● BLOC DE TEXTE
# # # #
Consommer de l’Adderall constitue tout de même une sorte de dopage. Beaucoup de gens considèrent cela comme de la triche vis-à-vis de ceux qui n’en consomment pas et qui n’ont que leur volonté personnelle pour les garder attentifs de longues heures : d’après le sondage réalisé par Le Délit, 48% des gens estiment que l’Adderall est un problème car il crée un déséquilibre entre les étudiants. Quel est le mérite à être le meilleur si on doit sa réussite à une petite pilule bleue ? Cependant, de nos jours, il semble que le mérite n’a plus tellement d’importance, il s’agit avant tout de s’approprier cette première place tant désirée, ne serait-ce que pour une bourse. Ou, à terme, afin de permettre à son détenteur de bénéficier de la sécurité de l’emploi.

Ce phénomène a donc comme conséquences de grandes inégalités entre les étudiants consommant cette drogue et ceux qui ne la consomment pas. Plus il se répandra, plus cela deviendra un problème auquel l’administration universitaire devra apporter une solution. Pour l’instant, le Code de conduite de l’étudiant et des procédures disciplinaires de McGill ne traite pas ce sujet : dans la catégorie « tricherie », seuls sont sanctionnés le plagiat, l’usurpation d’identité et l’usage d’une aide extérieure pendant un examen. Mais quelle réponse apporter ? Aucun étudiant n’a envie de se voir soumis à un test de drogue avant d’entrer dans sa salle d’examen.

De plus, si on laisse perdurer ce « dopage », les notes d’un étudiant ne reflèteront plus sa productivité réelle, à moins que l’individu ne soit prêt à passer le restant de sa vie active dépendant à l’Adderall pour pouvoir être efficace au travail. C’est le cas de cet homme de  vingt-huit ans, originaire de Virginie, qui témoigne sur le site du New York Times : « j’ai gradué avec les honneurs, obtenu un bon travail et suis devenu un adulte. Et vous savez-quoi ? Je prends encore de l’Adderall tout le temps. » Mais il avoue que « ce n’est vraiment pas génial ».
# # # #
● ENTRÉES RÉPERTORIÉES
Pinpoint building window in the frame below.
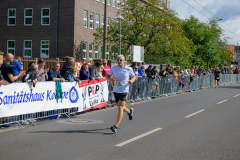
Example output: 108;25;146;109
40;40;49;58
95;44;98;59
83;11;88;28
90;13;94;29
7;8;16;26
107;18;110;31
82;42;87;59
7;40;15;55
102;16;104;29
96;14;100;29
24;8;33;26
23;40;32;57
41;8;50;25
101;45;103;59
112;0;116;7
117;0;120;9
89;43;93;59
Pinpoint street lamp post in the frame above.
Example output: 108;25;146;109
117;10;123;55
237;40;240;67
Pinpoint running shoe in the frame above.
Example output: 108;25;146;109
111;125;117;133
128;108;134;120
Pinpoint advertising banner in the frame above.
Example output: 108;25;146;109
0;80;108;117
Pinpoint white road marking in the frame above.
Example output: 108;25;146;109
115;128;162;147
185;109;205;118
233;94;240;98
217;99;228;104
0;127;22;133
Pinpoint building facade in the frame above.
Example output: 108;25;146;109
0;0;170;61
# # # #
● ACTIONS DEMANDÉES
1) Dans le texte sur l'Adderall, quels comportements le Code de conduite de McGill sanctionne-t-il dans la catégorie « tricherie » ?
2) Recopiez, s'il vous plaît, le passage du texte sur l'Adderall qui va de « Consommer de l’Adderall » à « sécurité de l’emploi. ».
Ces entrées proviennent d'une autre source.

● RÉPONSES DE L'EXERCICE
1) Le plagiat, l'usurpation d'identité et l'usage d'une aide extérieure pendant un examen.

2)
Consommer de l’Adderall constitue tout de même une sorte de dopage. Beaucoup de gens considèrent cela comme de la triche vis-à-vis de ceux qui n’en consomment pas et qui n’ont que leur volonté personnelle pour les garder attentifs de longues heures : d’après le sondage réalisé par Le Délit, 48% des gens estiment que l’Adderall est un problème car il crée un déséquilibre entre les étudiants. Quel est le mérite à être le meilleur si on doit sa réussite à une petite pilule bleue ? Cependant, de nos jours, il semble que le mérite n’a plus tellement d’importance, il s’agit avant tout de s’approprier cette première place tant désirée, ne serait-ce que pour une bourse. Ou, à terme, afin de permettre à son détenteur de bénéficier de la sécurité de l’emploi.